**Problem to work on**
Render the rows from the start of the rows through the line containing "[350, 393, 404, 453]", inclusive, as a two-column CSV with the headers input and output. Give one CSV line per row, putting its text and its answer each in a single quoted field, with line breaks replaced by spaces.

[Excerpts of bounding box data]
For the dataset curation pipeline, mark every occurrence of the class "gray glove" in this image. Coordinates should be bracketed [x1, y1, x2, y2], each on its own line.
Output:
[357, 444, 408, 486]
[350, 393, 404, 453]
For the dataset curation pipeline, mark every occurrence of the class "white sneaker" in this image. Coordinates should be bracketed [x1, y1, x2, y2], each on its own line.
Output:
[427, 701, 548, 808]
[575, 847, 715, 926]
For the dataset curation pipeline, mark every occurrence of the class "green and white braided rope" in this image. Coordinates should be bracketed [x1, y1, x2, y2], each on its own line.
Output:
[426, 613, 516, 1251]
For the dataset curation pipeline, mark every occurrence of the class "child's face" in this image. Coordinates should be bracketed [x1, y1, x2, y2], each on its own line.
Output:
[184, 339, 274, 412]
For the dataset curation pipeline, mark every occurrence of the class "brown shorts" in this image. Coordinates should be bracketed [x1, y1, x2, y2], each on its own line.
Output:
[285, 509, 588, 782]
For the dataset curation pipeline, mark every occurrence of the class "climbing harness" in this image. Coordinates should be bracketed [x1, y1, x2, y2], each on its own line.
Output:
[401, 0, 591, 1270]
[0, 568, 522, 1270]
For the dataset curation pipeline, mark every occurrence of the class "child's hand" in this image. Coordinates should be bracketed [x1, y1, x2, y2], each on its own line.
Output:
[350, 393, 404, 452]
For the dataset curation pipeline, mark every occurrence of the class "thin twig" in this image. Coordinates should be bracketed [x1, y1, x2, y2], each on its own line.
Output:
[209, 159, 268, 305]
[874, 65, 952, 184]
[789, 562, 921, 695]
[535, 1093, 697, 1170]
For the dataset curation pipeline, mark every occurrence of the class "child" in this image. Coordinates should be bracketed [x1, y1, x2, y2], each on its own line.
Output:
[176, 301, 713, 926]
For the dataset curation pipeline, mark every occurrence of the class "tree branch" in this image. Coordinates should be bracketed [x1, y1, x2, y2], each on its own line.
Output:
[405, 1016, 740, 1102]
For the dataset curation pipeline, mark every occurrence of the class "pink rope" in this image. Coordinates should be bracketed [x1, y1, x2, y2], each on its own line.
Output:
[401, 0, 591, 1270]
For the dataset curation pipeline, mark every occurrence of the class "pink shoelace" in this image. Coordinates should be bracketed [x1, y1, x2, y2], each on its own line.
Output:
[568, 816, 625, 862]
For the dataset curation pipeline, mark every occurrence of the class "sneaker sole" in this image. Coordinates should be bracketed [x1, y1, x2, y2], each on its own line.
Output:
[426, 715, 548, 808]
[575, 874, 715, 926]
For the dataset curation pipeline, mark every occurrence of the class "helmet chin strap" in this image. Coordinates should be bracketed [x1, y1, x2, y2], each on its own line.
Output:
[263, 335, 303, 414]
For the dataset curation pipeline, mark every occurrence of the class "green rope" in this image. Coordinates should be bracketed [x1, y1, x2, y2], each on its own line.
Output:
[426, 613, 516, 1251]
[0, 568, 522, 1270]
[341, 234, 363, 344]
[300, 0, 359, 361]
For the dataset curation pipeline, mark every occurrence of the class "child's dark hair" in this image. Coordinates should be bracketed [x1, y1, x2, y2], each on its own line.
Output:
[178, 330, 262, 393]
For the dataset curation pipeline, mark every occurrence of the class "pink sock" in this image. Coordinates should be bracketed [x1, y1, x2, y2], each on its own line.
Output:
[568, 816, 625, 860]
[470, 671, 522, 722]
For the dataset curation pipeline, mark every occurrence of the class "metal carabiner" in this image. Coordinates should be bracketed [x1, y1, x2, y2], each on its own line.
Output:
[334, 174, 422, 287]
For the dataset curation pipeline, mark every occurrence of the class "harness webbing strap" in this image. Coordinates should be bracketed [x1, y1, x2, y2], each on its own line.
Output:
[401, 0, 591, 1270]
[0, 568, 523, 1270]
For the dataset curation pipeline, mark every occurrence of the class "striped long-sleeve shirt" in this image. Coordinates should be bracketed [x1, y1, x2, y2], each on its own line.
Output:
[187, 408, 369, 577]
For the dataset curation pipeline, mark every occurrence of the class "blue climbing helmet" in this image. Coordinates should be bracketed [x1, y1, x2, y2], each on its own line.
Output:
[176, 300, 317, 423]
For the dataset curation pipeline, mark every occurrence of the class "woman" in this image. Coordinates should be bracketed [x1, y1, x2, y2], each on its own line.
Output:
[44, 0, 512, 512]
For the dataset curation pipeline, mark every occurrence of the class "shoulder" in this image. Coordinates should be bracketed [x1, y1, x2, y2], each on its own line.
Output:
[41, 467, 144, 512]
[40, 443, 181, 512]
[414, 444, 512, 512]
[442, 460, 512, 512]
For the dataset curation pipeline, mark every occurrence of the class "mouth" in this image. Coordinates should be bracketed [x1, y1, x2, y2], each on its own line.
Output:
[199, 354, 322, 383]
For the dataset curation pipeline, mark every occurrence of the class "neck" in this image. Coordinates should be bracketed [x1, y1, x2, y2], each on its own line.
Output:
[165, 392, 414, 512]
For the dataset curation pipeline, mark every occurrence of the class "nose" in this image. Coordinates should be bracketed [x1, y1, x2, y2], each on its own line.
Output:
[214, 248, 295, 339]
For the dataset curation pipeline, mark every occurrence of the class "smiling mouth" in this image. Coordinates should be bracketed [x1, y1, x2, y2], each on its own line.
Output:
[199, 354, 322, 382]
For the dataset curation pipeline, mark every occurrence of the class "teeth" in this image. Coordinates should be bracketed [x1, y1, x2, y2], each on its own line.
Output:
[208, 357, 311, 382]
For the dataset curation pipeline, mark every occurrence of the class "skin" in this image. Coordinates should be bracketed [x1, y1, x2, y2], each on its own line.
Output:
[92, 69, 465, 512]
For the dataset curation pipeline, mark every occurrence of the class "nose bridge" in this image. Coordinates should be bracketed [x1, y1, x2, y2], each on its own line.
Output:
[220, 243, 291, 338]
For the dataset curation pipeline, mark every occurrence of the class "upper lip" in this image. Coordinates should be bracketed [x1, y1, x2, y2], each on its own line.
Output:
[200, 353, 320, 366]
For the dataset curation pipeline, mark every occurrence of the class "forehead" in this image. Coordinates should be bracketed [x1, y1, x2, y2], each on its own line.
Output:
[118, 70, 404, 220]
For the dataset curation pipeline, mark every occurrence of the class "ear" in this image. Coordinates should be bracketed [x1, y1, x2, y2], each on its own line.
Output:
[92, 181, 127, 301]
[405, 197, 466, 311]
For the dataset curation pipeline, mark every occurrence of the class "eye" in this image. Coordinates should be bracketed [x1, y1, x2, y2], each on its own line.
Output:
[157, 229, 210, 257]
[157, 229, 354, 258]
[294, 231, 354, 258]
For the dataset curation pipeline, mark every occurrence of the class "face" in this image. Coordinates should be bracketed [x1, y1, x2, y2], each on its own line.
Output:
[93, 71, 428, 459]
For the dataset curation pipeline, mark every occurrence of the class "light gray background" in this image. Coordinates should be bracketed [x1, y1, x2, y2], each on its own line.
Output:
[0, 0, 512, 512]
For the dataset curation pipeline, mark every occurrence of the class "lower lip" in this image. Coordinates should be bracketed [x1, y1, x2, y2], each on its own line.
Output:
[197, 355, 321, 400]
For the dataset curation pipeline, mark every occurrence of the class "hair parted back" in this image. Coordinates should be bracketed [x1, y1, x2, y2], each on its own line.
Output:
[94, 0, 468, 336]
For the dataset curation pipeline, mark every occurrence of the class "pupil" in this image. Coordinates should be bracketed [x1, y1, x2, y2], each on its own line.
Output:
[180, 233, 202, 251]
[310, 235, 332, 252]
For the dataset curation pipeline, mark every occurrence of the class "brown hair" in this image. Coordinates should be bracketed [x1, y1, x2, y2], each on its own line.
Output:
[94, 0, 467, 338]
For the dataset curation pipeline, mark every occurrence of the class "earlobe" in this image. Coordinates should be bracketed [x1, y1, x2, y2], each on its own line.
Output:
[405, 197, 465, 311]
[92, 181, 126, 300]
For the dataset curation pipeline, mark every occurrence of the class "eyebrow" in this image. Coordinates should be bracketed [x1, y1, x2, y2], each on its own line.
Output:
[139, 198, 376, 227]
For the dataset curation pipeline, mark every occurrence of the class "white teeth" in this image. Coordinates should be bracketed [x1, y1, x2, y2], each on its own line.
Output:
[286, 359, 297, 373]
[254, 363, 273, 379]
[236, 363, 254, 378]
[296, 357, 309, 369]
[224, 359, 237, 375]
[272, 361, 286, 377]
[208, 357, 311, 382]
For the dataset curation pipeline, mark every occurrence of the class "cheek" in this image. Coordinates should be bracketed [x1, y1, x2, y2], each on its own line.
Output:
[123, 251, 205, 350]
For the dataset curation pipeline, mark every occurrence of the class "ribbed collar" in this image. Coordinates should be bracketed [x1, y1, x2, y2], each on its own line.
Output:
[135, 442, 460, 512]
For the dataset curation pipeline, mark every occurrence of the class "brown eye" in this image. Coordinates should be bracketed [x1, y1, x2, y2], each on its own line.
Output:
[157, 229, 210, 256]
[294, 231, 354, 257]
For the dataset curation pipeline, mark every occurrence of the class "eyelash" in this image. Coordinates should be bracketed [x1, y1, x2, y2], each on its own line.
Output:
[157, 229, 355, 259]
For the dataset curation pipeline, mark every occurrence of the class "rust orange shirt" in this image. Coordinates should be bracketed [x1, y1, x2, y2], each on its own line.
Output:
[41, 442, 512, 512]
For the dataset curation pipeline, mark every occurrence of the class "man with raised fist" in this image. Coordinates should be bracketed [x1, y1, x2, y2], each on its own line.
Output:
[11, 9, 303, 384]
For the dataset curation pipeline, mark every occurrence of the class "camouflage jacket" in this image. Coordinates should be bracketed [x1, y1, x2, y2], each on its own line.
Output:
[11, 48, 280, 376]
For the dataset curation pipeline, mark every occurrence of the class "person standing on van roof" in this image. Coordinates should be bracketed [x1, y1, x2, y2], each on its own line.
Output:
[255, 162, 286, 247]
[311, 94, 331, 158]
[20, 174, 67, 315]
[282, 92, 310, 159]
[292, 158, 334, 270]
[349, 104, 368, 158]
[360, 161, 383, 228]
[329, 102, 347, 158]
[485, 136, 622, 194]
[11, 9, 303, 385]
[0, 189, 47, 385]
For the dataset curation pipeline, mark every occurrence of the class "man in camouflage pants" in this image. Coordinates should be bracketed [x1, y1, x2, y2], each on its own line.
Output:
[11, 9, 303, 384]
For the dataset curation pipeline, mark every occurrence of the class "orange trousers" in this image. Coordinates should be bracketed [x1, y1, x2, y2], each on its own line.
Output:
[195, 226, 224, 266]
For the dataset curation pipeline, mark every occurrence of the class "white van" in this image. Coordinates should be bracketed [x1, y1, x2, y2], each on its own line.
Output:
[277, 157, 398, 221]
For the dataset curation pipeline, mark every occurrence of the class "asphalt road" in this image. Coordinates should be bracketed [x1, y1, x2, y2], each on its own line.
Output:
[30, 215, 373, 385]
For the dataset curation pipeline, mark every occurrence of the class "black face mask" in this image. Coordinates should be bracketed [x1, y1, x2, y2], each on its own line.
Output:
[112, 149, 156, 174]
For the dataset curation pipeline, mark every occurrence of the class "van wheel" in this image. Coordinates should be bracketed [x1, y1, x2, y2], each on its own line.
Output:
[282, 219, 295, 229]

**Solution**
input,output
"For the dataset curation pipeline, mark every occurrence of the class ""gray glove"" in this image. Coordinates should be bracketed [x1, y1, x2, y2], each on its own line. Output:","[357, 444, 408, 486] [350, 393, 404, 453]"